_WHAT THE TASK REQUIRES_.
Collect every line in the listing below that contains the word "photo". Match case exactly.
--- BEGIN MATERIAL SHOWN ---
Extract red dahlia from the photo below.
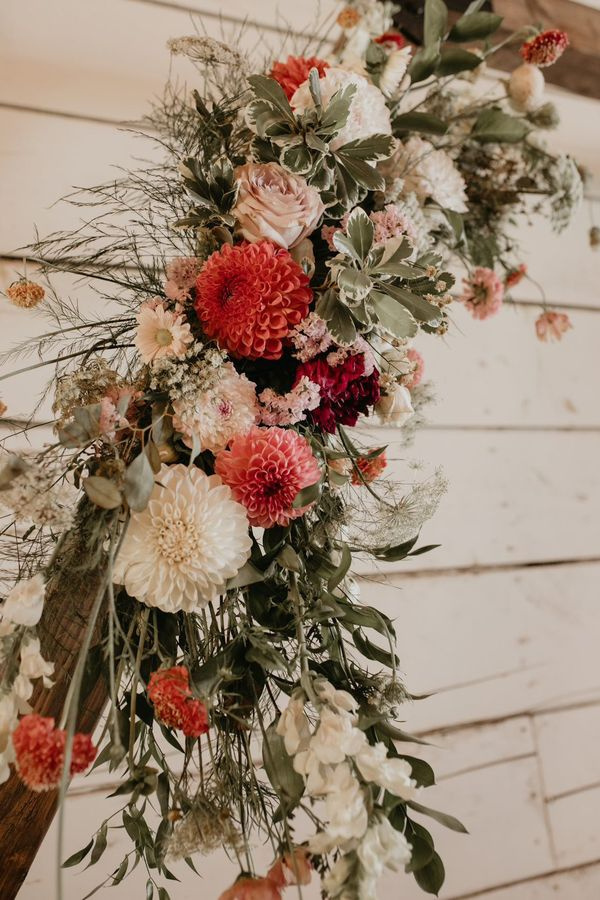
[521,28,569,69]
[148,666,208,737]
[12,713,97,791]
[296,353,380,434]
[269,56,329,100]
[195,241,312,359]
--- END MATERIAL SHOWN ---
_WORKED SOLUTION_.
Extract red dahlia from the photo below.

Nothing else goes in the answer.